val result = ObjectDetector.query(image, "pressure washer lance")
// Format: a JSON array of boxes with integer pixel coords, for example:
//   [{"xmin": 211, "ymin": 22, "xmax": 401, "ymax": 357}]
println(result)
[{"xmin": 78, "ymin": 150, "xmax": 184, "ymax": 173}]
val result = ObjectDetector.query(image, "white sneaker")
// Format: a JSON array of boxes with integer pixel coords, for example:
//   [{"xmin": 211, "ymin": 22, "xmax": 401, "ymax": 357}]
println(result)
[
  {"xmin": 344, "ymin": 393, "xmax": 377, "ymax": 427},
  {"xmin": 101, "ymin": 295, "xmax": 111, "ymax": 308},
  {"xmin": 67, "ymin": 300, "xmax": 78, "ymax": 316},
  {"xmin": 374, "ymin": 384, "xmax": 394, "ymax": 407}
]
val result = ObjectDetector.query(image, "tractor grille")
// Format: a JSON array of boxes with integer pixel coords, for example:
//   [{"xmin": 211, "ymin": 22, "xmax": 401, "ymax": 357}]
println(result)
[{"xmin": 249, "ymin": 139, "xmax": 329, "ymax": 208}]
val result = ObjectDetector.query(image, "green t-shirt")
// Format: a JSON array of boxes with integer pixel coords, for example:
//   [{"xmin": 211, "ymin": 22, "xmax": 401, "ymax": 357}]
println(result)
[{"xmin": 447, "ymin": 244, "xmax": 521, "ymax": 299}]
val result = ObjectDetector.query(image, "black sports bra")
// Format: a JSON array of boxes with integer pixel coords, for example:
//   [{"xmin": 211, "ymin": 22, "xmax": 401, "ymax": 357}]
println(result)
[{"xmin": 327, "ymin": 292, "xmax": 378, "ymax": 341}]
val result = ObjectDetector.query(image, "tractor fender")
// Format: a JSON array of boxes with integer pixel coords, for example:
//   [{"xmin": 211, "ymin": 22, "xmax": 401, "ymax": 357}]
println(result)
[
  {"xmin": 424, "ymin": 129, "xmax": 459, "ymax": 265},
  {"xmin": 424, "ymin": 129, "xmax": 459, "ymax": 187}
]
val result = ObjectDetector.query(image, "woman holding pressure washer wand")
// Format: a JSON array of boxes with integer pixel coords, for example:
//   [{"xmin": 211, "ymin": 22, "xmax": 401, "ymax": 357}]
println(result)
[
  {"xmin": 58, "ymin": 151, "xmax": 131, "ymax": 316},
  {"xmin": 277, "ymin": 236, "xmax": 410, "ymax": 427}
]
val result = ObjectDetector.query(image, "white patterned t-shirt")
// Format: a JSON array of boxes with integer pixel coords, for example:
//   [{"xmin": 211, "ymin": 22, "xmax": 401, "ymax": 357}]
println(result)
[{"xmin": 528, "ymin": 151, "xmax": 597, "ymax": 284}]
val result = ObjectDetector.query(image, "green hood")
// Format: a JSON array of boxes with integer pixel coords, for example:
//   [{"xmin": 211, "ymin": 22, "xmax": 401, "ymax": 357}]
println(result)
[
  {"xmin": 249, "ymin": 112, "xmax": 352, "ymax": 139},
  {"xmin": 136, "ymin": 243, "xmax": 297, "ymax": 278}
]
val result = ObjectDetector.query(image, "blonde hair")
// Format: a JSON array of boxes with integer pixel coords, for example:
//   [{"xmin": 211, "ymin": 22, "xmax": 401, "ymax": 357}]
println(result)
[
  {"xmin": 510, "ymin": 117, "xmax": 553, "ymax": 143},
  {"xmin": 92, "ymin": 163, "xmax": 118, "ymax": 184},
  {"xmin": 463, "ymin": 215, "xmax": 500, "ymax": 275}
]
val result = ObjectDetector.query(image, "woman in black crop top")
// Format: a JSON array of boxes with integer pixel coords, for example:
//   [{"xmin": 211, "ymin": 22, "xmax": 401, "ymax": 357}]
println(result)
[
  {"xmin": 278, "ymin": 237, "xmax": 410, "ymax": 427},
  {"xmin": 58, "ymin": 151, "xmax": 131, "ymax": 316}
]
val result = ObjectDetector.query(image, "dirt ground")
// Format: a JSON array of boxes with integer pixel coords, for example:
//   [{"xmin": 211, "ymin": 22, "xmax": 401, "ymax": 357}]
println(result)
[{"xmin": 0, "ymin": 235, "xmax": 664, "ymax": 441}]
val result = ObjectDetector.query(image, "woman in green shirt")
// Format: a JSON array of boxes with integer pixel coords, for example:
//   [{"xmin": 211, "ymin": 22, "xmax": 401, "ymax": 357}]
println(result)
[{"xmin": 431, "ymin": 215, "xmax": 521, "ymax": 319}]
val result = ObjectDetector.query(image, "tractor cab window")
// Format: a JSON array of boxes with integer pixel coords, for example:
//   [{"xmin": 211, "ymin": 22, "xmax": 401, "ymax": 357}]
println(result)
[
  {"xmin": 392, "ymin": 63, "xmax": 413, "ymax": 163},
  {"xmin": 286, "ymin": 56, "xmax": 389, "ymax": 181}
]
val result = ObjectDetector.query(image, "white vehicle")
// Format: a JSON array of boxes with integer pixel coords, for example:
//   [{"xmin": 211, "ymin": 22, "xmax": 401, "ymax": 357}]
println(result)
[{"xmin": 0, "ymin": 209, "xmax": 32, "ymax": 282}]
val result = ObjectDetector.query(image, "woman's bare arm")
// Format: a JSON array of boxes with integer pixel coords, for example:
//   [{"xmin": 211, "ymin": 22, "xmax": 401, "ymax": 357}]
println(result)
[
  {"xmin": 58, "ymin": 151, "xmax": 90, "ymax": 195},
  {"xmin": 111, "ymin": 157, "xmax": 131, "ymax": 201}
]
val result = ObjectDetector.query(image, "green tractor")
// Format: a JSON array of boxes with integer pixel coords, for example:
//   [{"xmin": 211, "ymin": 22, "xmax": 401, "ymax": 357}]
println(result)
□ □ □ □ □ □ □
** Directions for this task **
From the items above, pull out each line that contains the word "white".

** Correct answer **
val result = ObjectDetector.query(image, "white sneaker")
val result = ObjectDetector.query(image, "white patterned t-shirt")
val result = ObjectDetector.query(image, "white vehicle")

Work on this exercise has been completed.